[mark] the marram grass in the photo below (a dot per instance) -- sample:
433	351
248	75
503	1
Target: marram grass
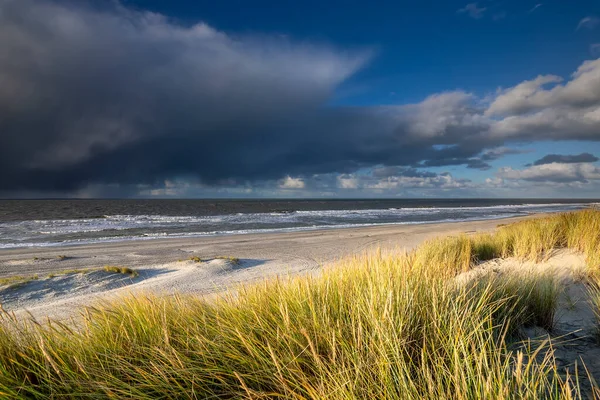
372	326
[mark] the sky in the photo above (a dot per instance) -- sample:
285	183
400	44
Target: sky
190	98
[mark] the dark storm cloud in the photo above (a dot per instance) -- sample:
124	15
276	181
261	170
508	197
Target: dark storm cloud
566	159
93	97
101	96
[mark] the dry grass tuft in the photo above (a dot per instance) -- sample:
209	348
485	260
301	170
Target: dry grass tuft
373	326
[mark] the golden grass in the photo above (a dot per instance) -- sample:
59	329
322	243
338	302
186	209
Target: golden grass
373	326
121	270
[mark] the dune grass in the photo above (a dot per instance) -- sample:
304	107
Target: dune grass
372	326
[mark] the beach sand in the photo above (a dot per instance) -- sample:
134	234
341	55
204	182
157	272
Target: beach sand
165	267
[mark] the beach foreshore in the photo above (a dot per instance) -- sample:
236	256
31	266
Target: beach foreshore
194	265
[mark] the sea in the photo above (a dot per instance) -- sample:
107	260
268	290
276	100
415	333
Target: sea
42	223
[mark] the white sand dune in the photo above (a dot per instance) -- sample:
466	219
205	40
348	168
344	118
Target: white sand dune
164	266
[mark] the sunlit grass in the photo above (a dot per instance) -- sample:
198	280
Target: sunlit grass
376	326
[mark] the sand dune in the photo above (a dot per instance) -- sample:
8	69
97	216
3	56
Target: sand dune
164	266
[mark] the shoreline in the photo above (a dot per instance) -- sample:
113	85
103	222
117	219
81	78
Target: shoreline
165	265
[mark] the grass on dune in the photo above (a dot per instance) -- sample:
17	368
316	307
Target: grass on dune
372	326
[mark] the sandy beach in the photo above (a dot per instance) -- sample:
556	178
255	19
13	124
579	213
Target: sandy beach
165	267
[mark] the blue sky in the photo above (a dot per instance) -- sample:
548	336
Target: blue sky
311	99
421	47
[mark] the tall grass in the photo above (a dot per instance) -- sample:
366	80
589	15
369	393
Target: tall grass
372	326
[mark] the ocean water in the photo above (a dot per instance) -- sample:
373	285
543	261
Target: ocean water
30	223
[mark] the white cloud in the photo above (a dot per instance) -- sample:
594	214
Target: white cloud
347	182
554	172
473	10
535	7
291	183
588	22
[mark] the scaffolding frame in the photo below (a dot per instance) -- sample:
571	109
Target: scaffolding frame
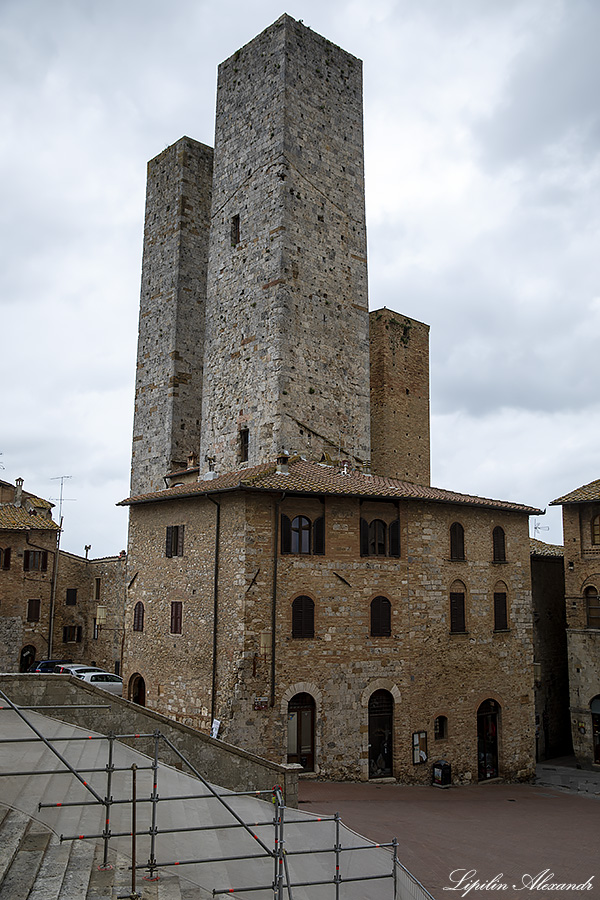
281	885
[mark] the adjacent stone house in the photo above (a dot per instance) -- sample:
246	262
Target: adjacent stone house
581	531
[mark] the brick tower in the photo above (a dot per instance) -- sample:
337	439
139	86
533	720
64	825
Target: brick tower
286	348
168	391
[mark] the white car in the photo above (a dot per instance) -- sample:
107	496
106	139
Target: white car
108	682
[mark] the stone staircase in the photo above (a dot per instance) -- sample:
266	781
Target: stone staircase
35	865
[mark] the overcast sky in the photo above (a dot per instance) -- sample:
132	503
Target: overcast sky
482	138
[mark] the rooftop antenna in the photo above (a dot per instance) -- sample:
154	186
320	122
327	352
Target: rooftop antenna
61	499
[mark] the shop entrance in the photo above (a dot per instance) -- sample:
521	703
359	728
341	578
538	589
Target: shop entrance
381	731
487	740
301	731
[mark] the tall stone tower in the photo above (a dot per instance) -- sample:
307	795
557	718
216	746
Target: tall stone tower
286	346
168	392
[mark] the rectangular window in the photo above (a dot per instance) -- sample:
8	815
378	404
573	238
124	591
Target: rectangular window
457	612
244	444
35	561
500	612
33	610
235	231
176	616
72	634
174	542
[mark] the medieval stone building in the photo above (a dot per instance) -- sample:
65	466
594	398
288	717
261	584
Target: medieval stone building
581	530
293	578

...

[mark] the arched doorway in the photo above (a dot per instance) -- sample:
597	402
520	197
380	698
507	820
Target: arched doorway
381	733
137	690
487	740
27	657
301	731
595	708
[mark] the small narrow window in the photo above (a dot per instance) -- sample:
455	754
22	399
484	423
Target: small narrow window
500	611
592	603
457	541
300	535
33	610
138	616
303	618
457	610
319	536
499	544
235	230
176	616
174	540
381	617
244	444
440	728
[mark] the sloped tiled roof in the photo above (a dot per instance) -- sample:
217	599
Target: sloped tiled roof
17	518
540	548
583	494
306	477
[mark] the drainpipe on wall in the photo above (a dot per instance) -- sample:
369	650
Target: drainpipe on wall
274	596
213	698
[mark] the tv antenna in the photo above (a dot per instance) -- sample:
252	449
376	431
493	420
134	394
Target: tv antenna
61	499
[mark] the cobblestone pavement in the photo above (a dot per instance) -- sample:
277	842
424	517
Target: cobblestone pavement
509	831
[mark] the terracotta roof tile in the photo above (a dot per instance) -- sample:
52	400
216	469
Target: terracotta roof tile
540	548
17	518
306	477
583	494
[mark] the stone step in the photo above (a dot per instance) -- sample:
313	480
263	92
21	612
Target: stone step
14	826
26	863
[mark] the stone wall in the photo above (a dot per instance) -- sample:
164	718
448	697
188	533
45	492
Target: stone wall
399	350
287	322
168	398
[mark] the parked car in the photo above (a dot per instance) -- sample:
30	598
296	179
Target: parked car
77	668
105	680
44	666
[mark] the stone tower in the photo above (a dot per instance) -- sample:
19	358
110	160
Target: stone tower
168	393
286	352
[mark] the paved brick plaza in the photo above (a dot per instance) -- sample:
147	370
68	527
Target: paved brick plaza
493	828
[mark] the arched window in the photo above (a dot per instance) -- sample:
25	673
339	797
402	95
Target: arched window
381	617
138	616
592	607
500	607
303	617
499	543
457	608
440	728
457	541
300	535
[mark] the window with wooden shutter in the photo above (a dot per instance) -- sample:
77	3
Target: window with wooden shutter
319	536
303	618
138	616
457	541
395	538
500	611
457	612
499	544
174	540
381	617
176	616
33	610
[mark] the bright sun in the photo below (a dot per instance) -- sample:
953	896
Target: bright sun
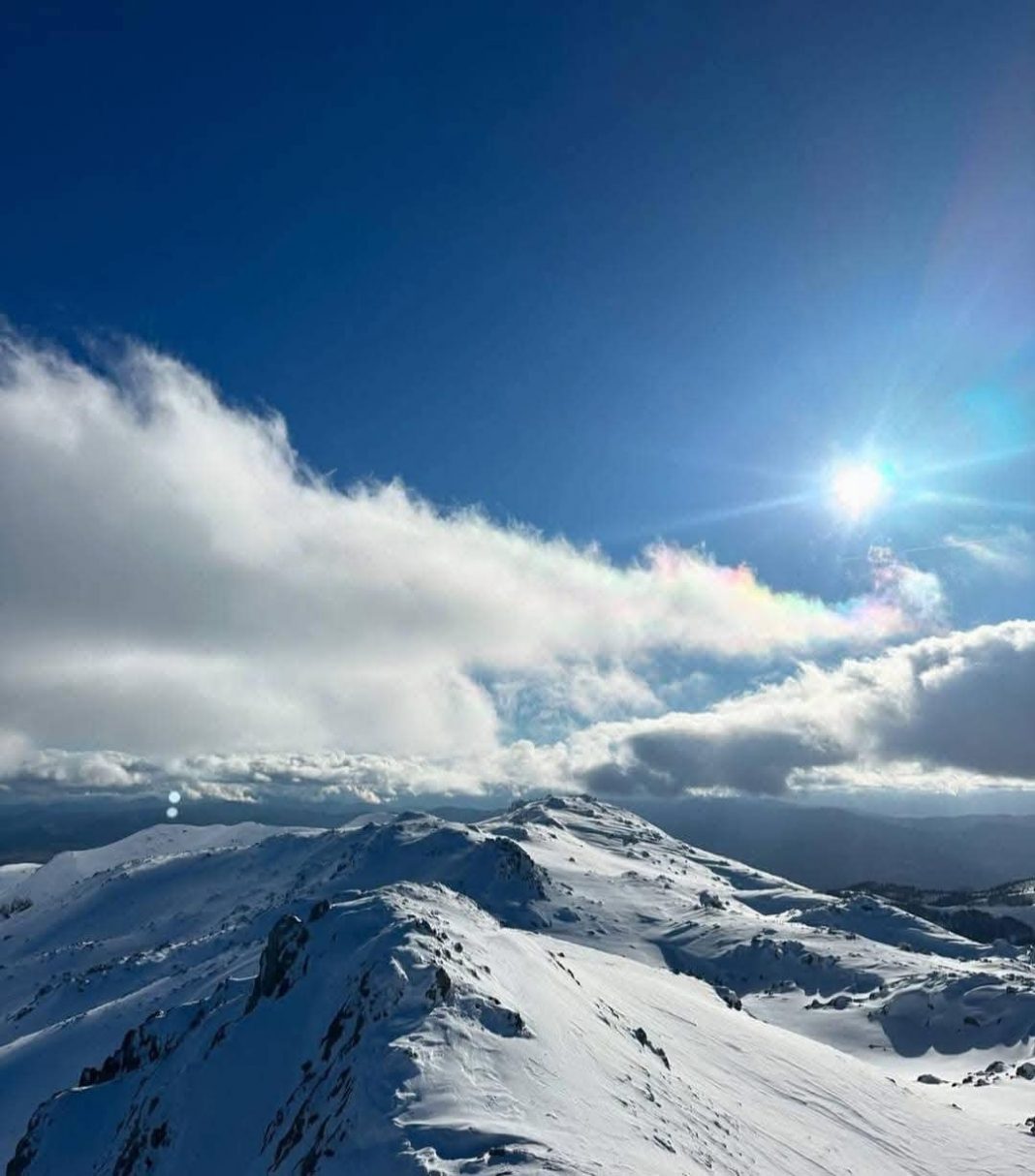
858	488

*ABOUT THIS EXERCISE:* Note every line of the entries in which "below" appears, and copy it down.

*OUTPUT FOR THIS EXERCISE:*
[mark] the marram grass in the photo below (a dot per instance) -- sample:
[mark] the scaffolding frame in the photo below (a dot per instance) -- sample:
[mark] the bright sun in the photo below (a dot per instance) -- sample:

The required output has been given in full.